▶ **Work request**
Using the records provided below, locate and copy each line that contains the word "right".

------

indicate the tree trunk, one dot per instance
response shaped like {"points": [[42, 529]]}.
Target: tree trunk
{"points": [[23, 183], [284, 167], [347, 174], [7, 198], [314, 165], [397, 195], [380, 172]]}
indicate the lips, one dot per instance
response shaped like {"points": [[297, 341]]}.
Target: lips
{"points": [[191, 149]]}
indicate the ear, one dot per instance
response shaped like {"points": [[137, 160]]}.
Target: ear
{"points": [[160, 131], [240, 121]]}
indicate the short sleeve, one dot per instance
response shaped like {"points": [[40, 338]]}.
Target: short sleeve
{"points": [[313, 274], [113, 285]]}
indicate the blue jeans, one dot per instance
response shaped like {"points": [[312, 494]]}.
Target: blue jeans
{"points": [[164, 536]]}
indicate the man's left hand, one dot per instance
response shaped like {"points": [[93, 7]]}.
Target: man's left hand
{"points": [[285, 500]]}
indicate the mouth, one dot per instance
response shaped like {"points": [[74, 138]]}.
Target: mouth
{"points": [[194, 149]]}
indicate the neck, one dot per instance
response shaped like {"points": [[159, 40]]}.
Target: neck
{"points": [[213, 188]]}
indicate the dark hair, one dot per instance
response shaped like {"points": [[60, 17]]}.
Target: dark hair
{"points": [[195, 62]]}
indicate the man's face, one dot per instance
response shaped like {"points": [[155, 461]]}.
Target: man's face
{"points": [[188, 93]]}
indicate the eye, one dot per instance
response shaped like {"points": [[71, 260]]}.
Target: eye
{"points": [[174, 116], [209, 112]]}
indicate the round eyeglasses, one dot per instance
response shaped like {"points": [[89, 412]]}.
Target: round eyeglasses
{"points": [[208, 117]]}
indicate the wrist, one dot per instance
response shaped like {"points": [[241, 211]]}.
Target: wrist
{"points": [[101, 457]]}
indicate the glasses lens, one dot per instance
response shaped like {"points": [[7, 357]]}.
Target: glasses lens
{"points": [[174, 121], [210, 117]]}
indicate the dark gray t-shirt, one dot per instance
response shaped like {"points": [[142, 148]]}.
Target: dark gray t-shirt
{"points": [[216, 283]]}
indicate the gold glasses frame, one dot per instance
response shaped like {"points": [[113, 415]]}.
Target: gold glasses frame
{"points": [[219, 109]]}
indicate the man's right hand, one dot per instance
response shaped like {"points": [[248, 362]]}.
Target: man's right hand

------

▶ **Task response**
indicate the man's right hand, one dot per instance
Target: man's right hand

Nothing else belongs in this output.